* _TASK BRIEF_: Copy the male infertility article starting at "I prefer to" and ending at "explain who I am.", but change "conversation" to "chat".

[[ STUDY TEXT open ]]

IVF Babble

An insight into the taboo subject of male infertility, by Gareth Landy

So before we get going, firstly I have a question for you – have you ever heard of XXY or Klinefelter Syndrome? 

Now don’t feel bad if you have never heard of it as from my experience, no one has. What is XXY? At a chromosomal level women are XX, men are XY, I am XXY. I was born with an extra X chromosome. This must sound very unusual but it is actually much more common than many people realise. In fact XXY is the most common underdiagnosed chromosomal condition to affect boys and men in the world. 

I prefer to refer to my condition as XXY as I have experienced being seen in a lesser light when people hear the word “syndrome”. It also works much better for when I want to start a conversation with people and to explain who I am.

How we became aware of this condition was when we were trying to have a family and Anna couldn’t get pregnant. Before we even tried, Anna had to come off her medication for her MS (Multiple Sclerosis). Anna had suggested that maybe I should have a medical check to see that everything was okay on my end. By Anna being off her medication we also had a tighter window.

When I had my first sperm analysis the GP (doctor) told me that the result came back negative

I have to say the GP wasn’t overly concerned at this stage as they explained that sometimes mistakes can happen in the lab. Around a week or so later I was back at the GP’s for another appointment; she asked me if I had ever heard of Klinefelter Syndrome to which I said no.

[[ STUDY TEXT closed ]]
[[ STORED DATA open ]]

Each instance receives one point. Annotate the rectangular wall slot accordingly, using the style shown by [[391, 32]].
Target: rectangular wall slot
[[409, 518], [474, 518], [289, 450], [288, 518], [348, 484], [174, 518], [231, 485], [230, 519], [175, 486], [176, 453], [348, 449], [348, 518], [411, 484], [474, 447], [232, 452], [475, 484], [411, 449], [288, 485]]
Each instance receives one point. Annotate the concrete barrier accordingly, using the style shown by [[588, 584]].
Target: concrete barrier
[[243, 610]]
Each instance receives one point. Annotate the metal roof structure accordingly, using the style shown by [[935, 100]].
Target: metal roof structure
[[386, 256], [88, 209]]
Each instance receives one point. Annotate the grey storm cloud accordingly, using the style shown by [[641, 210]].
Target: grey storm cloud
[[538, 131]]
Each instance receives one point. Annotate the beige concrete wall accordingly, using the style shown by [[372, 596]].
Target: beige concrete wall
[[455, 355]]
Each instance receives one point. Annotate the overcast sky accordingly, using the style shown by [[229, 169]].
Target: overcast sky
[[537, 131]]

[[ STORED DATA closed ]]

* _SOLUTION TO THIS TASK_:
I prefer to refer to my condition as XXY as I have experienced being seen in a lesser light when people hear the word “syndrome”. It also works much better for when I want to start a chat with people and to explain who I am.